■ What the task requires ■
Transcribe all of the data below word for word, leaving out the picture.
------ Records for processing
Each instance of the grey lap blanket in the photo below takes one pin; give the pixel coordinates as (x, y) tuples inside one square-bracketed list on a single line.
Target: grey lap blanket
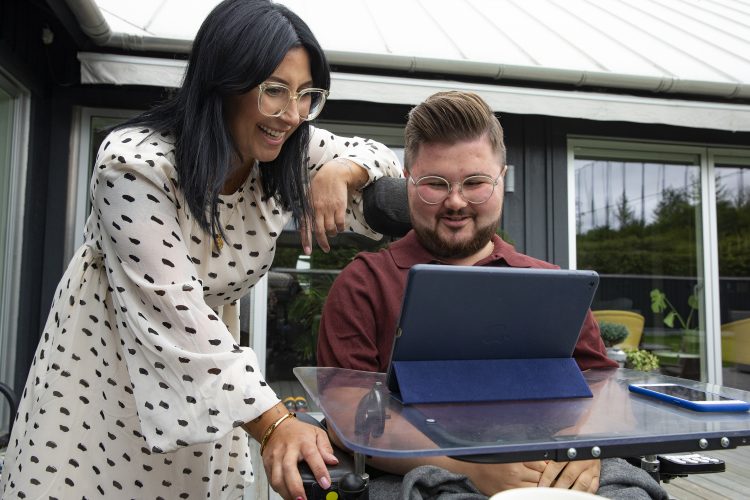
[(618, 481)]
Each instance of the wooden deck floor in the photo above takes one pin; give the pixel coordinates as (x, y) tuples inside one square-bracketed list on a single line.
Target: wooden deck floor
[(734, 483)]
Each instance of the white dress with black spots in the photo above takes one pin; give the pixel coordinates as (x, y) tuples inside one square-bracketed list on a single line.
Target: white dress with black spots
[(138, 385)]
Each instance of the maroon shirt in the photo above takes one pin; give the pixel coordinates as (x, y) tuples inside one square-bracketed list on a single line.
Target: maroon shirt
[(360, 315)]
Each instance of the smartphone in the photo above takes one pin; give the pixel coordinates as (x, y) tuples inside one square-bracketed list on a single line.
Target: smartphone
[(689, 397)]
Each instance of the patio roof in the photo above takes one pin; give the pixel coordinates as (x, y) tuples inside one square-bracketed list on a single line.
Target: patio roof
[(696, 49)]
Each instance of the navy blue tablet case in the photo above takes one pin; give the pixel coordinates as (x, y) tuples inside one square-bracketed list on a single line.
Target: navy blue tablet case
[(473, 333)]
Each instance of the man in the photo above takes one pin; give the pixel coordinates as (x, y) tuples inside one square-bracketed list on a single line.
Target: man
[(455, 159)]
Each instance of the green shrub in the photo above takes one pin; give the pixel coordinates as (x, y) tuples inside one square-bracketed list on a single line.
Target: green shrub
[(612, 333), (638, 359)]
------------
■ Answer to the task ■
Each instance of the grey lap blanket in the photo below takes one pin; give the pixel coordinates as (x, y) tuples inside one square-bracketed list on a single line.
Target: grey lap blanket
[(618, 481)]
Each instance of the wooden deck floor in the photo above takes one pin; give the pixel coordinates as (x, y) tuples inside one square-bracketed list on a single line.
Target: wooden deck floor
[(734, 483)]
Each instance of the white dress with black spots in the photo above takes one pin; give the pixel coordinates as (x, y) tuples inside one square-bracketed list on a single line.
Target: white dress with black spots
[(138, 385)]
Each instance of the maroon shirt in the photo above takes one pin; give the pixel coordinates as (x, y) tuples inside one square-bracketed list on a single line.
Target: maroon shirt
[(360, 315)]
Each instance of the smartphone in the photo above takes one pin; give the pixel coordinates as (x, y) tuples inside one square-bracketed list on a single line.
Target: smartphone
[(689, 397)]
Each instance of the patio roof in the photo above takes one pin; give the pixel coordinates as (x, y) tuples inside one square-bracketed list on a single line.
Target: patio roof
[(696, 49)]
Each instance of the navy blue tablet case in the photo above takes one pin; give the pixel coordinates as (x, y) tuples inside one square-bracketed list on a single line.
Target: navy blue tablet case
[(473, 333)]
Each instance of the man in the photo above takes one pin; give the pixel coordinates as (x, y) tuples inside one square-bracketed list on a single line.
Target: man
[(455, 159)]
Each instance of the green shrub in the photo above takes one pin; give the pixel coordinates as (x, y) tuples inside one square-bracketed list on a single line.
Target: green shrub
[(612, 333), (638, 359)]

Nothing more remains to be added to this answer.